- The task -
Copy out every line of the records below word for word, omitting the pictures.

- Data to process -

— BEGIN —

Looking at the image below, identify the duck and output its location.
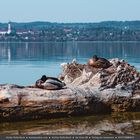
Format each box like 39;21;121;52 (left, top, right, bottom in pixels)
35;75;66;90
88;55;112;68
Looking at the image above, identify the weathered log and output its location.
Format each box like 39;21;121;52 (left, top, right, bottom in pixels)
0;60;140;121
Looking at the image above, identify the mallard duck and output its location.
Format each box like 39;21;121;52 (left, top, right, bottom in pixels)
35;75;65;90
88;55;112;68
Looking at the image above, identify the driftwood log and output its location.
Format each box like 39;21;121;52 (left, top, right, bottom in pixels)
0;59;140;121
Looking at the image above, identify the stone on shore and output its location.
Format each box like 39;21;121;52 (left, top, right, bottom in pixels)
0;59;140;121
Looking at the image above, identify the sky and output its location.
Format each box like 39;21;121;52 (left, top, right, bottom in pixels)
0;0;140;23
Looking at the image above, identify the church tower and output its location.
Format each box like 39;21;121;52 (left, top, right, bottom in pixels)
7;22;12;34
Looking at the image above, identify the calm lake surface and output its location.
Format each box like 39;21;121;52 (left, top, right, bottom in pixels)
0;42;140;135
0;42;140;85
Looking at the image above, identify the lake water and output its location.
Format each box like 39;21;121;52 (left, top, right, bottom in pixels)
0;42;140;135
0;42;140;85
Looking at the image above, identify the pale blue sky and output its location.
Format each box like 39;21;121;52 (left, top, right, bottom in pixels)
0;0;140;22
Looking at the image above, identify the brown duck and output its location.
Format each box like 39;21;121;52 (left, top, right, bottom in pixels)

— END —

- Result below -
Looking at the image below, identify the duck and output its location.
Format each box like 39;21;121;52 (left, top, right, bottom in pixels)
35;75;66;90
88;55;112;68
Looking at the image above, identify the weathered log and output its location.
Format each box like 39;21;121;52 (left, top, right, bottom in pixels)
0;60;140;121
Looking at the image above, identify the mallard duck and output its location.
Format each box like 39;21;121;52 (left, top, right, bottom in pixels)
35;75;65;90
88;55;112;68
Looking at the image above, identify the driftwood log and output its location.
Format each box like 39;21;121;52 (left, top, right, bottom in pixels)
0;59;140;121
Looking at the image above, identify the stone on shore and output its location.
Format each box like 39;21;121;52 (left, top, right, bottom in pixels)
0;59;140;121
Looking at the image above, identify the sky and output its location.
Format each box like 39;21;121;52 (left, top, right, bottom in pixels)
0;0;140;23
Looking at the image above, identify the church tower and output its location.
Format each box like 39;21;121;52 (left, top, right, bottom in pixels)
7;22;12;34
Looking at the image above, identify the calm lake surface and output its location.
Format each box like 39;21;121;52 (left, top, right, bottom in pixels)
0;42;140;135
0;42;140;85
Looking at the image above, identify the lake water and output its location.
Format each box like 39;21;121;52 (left, top, right, bottom in pixels)
0;42;140;135
0;42;140;85
Looking at the image above, identify the pale blue sky and output its location.
Format each box like 39;21;121;52 (left, top, right, bottom in pixels)
0;0;140;22
Looking at the image above, identify the brown duck and output its location.
Format each box like 39;21;121;52 (left, top, right, bottom in pixels)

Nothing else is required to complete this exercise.